Job =>
Switch "picker robot" to "sorting arm" throughout the lines below, and reproduce them with no other change.

Data shown =>

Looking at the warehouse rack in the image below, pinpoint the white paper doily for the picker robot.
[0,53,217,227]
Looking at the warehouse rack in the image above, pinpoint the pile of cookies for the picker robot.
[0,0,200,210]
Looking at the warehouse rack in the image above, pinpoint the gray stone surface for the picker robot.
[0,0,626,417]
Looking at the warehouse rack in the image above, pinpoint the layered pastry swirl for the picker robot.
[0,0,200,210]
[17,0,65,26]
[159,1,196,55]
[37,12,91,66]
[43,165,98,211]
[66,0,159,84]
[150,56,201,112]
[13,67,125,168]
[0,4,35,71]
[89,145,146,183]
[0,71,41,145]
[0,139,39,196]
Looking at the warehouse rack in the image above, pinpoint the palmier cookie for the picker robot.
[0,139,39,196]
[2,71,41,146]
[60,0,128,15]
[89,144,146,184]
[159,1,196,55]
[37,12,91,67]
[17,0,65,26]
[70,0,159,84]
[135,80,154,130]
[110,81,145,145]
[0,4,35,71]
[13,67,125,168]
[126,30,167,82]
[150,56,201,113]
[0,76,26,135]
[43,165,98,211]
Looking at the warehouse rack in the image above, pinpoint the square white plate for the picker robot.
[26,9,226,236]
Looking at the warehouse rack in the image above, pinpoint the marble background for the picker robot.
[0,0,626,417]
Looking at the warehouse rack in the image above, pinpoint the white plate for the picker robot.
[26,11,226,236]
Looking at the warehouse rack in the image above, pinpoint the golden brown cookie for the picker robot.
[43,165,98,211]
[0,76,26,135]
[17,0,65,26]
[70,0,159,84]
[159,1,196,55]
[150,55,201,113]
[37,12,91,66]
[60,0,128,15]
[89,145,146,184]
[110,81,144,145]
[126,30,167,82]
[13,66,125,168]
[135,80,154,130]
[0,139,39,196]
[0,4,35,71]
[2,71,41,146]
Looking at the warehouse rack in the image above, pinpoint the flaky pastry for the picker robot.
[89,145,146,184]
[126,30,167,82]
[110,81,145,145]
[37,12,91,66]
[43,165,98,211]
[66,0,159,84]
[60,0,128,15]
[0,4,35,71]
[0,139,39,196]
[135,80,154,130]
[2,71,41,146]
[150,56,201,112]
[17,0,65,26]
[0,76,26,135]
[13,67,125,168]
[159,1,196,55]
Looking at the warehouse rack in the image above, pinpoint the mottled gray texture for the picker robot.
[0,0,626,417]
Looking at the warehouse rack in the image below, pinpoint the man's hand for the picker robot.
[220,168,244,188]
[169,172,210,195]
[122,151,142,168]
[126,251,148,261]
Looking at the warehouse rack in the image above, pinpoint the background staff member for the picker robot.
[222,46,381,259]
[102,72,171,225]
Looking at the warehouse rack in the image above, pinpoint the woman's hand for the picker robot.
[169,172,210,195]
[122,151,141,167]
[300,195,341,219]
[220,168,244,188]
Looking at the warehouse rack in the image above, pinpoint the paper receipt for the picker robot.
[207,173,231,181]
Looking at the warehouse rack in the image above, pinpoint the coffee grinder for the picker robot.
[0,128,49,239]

The solution =>
Looking at the warehouse rack in the image below, pinpoint the white paper doily for the sorting arm.
[0,53,217,227]
Looking at the warehouse rack in the image above, pinpoint the pile of cookies for the sorting arm.
[0,0,200,210]
Looking at the warehouse rack in the image above, pinpoint the gray stone surface for the sorting arm.
[0,0,626,417]
Looking at the warehouse rack in the image above, pinpoint the layered pastry swirl for the sorting arm.
[0,0,200,210]
[17,0,65,26]
[159,1,196,55]
[37,12,91,66]
[43,165,98,211]
[66,0,159,84]
[150,56,201,112]
[13,67,125,168]
[0,4,35,71]
[89,145,146,183]
[0,71,41,145]
[0,139,39,196]
Looking at the warehouse rack in the image above, pinpoint the palmier cookie for the sorting arm.
[0,139,39,196]
[2,71,41,146]
[60,0,128,15]
[89,144,146,184]
[159,1,196,55]
[37,12,91,67]
[17,0,65,26]
[70,0,159,84]
[135,80,154,130]
[110,81,145,145]
[0,4,35,71]
[13,67,125,168]
[126,30,167,82]
[150,56,201,113]
[0,76,26,135]
[43,165,98,211]
Looking at the warehouse rack in the image above, pinpoint the square white plate for the sorting arm.
[26,9,226,236]
Looking at the warehouse rack in the image above, pinpoint the marble background for the sorting arm.
[0,0,626,417]
Looking at the warehouse rack in the image above, pinpoint the white plate for the sorting arm.
[26,11,226,236]
Looking at the warehouse rack in the image above, pinpoint the golden brown cookie for the sorting arm.
[43,165,98,211]
[0,76,26,135]
[17,0,65,26]
[70,0,159,84]
[159,1,196,55]
[150,55,201,113]
[37,12,91,66]
[60,0,128,15]
[89,145,146,184]
[110,81,144,145]
[126,30,167,82]
[13,66,125,168]
[135,80,154,130]
[0,139,39,196]
[0,4,35,71]
[2,71,41,146]
Looking at the warehouse rack in the image above, pinpoint the flaky pastry for the sorting arm.
[89,145,146,184]
[126,30,167,82]
[110,81,145,145]
[37,12,91,66]
[43,165,98,211]
[66,0,159,84]
[60,0,128,15]
[0,4,35,71]
[0,139,39,196]
[135,80,154,130]
[2,71,41,146]
[150,56,201,112]
[17,0,65,26]
[0,76,26,135]
[13,67,125,168]
[159,1,196,55]
Looking at the warehouse rack in the image above, pinpoint the mottled gray texture for the sorting arm.
[0,0,626,417]
Looking at the warehouse rack in the image below, pinpoint the man's hand for the sorting arm.
[220,168,244,188]
[169,172,210,195]
[122,151,142,168]
[126,251,148,261]
Looking at the warehouse rack in the image above, pinpoint the background staff member for the sorting arm.
[222,46,381,259]
[102,72,171,225]
Looking at the warehouse rack in the image above, pinpoint the woman's hand for the sorting arm.
[169,172,210,195]
[122,151,141,167]
[300,195,341,219]
[220,168,244,188]
Looking at the warehouse rack in the image above, pinpoint the paper receipt for the sorting arm.
[207,173,231,181]
Looking at the warehouse rack in the image above, pinpoint the coffee grinder for the sorting arm.
[0,128,49,239]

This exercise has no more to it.